Work instructions: Copy every item below word for word, keeping each line as it is.

[Dataset excerpts on object pointing]
+===+

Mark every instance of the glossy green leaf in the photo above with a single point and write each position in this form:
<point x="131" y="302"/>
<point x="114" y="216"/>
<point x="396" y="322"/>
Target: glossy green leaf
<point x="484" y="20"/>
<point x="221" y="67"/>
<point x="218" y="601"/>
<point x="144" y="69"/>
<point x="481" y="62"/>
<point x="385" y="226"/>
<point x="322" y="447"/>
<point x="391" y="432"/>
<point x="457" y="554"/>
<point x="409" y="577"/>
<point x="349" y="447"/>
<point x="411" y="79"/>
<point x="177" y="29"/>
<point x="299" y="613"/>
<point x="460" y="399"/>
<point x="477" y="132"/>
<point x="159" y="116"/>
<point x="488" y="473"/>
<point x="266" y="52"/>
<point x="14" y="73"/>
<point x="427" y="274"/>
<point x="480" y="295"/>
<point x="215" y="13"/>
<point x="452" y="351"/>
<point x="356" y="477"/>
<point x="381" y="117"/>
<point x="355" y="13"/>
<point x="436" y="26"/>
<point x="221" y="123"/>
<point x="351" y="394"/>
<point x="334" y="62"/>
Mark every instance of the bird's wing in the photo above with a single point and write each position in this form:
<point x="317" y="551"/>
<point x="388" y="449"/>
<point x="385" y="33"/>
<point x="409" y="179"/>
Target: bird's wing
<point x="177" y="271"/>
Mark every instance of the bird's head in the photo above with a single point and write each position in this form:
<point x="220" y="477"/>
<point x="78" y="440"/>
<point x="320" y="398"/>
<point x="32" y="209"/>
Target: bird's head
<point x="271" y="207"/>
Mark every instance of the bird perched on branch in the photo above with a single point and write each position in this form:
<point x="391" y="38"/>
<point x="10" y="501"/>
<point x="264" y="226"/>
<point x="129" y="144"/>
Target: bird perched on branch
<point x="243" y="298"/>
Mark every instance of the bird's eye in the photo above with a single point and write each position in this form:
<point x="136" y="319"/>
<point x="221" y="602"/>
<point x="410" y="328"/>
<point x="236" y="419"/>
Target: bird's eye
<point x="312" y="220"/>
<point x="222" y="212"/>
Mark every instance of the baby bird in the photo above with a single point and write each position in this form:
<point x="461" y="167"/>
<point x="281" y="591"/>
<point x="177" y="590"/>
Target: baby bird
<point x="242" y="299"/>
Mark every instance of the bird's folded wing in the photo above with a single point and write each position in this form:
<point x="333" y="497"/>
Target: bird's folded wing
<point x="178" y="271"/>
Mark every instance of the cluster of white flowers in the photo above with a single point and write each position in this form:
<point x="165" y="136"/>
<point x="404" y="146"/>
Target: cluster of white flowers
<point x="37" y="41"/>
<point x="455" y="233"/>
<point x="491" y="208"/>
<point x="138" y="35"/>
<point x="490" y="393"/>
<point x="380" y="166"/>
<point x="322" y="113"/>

+===+

Exercise response:
Mark every instance of the glossy green leaf in the photo above with a single point and write each position in this form:
<point x="131" y="302"/>
<point x="114" y="216"/>
<point x="396" y="322"/>
Target: glossy green leaf
<point x="484" y="20"/>
<point x="221" y="67"/>
<point x="218" y="601"/>
<point x="144" y="69"/>
<point x="481" y="62"/>
<point x="385" y="226"/>
<point x="322" y="447"/>
<point x="391" y="432"/>
<point x="457" y="554"/>
<point x="409" y="577"/>
<point x="349" y="447"/>
<point x="411" y="79"/>
<point x="177" y="29"/>
<point x="299" y="613"/>
<point x="460" y="399"/>
<point x="477" y="132"/>
<point x="159" y="116"/>
<point x="488" y="473"/>
<point x="266" y="52"/>
<point x="14" y="73"/>
<point x="427" y="274"/>
<point x="480" y="295"/>
<point x="215" y="13"/>
<point x="452" y="351"/>
<point x="356" y="477"/>
<point x="381" y="117"/>
<point x="355" y="13"/>
<point x="436" y="26"/>
<point x="221" y="123"/>
<point x="351" y="394"/>
<point x="334" y="62"/>
Mark every instance of the bird's wing in the photo above with a single point and write each position in this form:
<point x="317" y="551"/>
<point x="388" y="449"/>
<point x="385" y="33"/>
<point x="409" y="179"/>
Target: bird's wing
<point x="177" y="271"/>
Mark every instance of the bird's head in the photo above with a single point and write each position in this form:
<point x="220" y="477"/>
<point x="78" y="440"/>
<point x="320" y="398"/>
<point x="32" y="209"/>
Target: bird's head
<point x="271" y="207"/>
Mark every instance of the bird perched on branch in the photo above with a single point and write each position in this form:
<point x="391" y="38"/>
<point x="10" y="501"/>
<point x="264" y="226"/>
<point x="129" y="144"/>
Target: bird perched on branch
<point x="243" y="298"/>
Mark every instance of the bird's eye in the photo above with a single point and write each position in this form:
<point x="136" y="319"/>
<point x="221" y="602"/>
<point x="410" y="328"/>
<point x="236" y="419"/>
Target: bird's eye
<point x="312" y="220"/>
<point x="222" y="212"/>
Mark every instance of the baby bird in the photo above with a single point and write each position in this form:
<point x="461" y="167"/>
<point x="281" y="591"/>
<point x="177" y="590"/>
Target: baby bird
<point x="242" y="299"/>
Mark every instance of the bird's folded wing in the photo above with a single point and write each position in this form:
<point x="333" y="497"/>
Target: bird's folded wing
<point x="178" y="271"/>
Mark every instance of the cluster of white flowers in the photo above with a single point and write each position in this form:
<point x="165" y="136"/>
<point x="404" y="146"/>
Target: cluster of white flowers
<point x="37" y="41"/>
<point x="455" y="233"/>
<point x="491" y="208"/>
<point x="138" y="35"/>
<point x="490" y="393"/>
<point x="380" y="166"/>
<point x="322" y="113"/>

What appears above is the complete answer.